● **TASK DETAILS**
Gather and copy out in full every line of the records below that contains the string "strap". Matching is case-sensitive.

>> START SUPPLIED DATA

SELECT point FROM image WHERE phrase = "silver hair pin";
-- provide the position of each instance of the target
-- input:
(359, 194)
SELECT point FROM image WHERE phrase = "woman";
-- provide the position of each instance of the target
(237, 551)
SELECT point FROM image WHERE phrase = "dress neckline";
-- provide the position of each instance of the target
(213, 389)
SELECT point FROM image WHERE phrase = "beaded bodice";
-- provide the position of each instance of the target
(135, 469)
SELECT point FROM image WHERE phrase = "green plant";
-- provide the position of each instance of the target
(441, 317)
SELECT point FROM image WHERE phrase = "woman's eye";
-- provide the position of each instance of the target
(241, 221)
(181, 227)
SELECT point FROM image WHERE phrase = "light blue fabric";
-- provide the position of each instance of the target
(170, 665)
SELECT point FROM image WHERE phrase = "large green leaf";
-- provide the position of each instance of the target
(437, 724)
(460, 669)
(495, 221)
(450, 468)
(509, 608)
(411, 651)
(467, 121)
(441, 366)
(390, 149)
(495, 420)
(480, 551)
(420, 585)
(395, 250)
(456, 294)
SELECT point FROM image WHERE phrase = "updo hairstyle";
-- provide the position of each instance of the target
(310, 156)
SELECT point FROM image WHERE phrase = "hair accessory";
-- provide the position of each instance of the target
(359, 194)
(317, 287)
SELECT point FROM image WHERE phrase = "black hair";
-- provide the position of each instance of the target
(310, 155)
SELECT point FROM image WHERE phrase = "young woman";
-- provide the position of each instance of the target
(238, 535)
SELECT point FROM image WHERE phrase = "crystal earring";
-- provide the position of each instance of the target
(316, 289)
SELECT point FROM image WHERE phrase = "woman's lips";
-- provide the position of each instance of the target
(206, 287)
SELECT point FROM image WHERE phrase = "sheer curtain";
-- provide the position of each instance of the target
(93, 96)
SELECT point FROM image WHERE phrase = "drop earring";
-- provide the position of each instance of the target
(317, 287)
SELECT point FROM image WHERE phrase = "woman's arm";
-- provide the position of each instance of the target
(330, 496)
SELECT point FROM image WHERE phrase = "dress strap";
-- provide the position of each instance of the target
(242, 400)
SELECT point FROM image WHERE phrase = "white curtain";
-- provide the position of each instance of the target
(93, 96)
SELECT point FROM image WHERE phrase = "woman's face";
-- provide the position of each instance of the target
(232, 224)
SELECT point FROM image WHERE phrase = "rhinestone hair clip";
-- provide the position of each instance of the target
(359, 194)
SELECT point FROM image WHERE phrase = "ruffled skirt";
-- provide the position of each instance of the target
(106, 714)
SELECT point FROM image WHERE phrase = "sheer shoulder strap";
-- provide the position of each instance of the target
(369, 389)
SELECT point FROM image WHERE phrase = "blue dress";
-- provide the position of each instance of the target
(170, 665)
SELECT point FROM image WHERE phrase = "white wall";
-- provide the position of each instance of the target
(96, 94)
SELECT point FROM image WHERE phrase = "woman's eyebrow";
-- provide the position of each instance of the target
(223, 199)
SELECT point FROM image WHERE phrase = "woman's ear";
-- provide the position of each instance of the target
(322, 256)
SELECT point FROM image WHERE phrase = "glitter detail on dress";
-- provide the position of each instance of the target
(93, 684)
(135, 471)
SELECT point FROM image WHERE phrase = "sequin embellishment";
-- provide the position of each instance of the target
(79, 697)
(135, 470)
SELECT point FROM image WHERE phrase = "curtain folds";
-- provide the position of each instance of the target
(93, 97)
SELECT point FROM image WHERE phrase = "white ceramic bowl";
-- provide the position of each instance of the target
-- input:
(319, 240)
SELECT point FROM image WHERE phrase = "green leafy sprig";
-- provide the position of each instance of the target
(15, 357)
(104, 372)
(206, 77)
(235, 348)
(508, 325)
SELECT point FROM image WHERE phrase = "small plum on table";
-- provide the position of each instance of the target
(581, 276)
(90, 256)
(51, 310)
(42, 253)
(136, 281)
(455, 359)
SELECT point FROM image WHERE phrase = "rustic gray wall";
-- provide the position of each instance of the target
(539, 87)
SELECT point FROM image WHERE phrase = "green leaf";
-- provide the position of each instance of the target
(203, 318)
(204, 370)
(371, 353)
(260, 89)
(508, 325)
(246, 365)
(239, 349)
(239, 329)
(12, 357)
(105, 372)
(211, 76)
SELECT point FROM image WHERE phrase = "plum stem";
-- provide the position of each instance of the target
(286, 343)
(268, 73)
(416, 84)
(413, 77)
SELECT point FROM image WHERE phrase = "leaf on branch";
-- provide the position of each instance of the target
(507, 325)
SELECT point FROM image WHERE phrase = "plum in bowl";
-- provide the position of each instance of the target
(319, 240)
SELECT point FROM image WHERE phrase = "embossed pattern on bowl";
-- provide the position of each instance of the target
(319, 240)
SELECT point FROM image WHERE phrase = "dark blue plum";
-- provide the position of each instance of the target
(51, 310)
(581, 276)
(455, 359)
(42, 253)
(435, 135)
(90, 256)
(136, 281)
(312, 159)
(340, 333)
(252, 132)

>> END SUPPLIED DATA

● **COMPLETE RESPONSE**
SELECT point FROM image WHERE phrase = "dress strap";
SELECT point FROM image WHERE phrase = "sheer shoulder strap";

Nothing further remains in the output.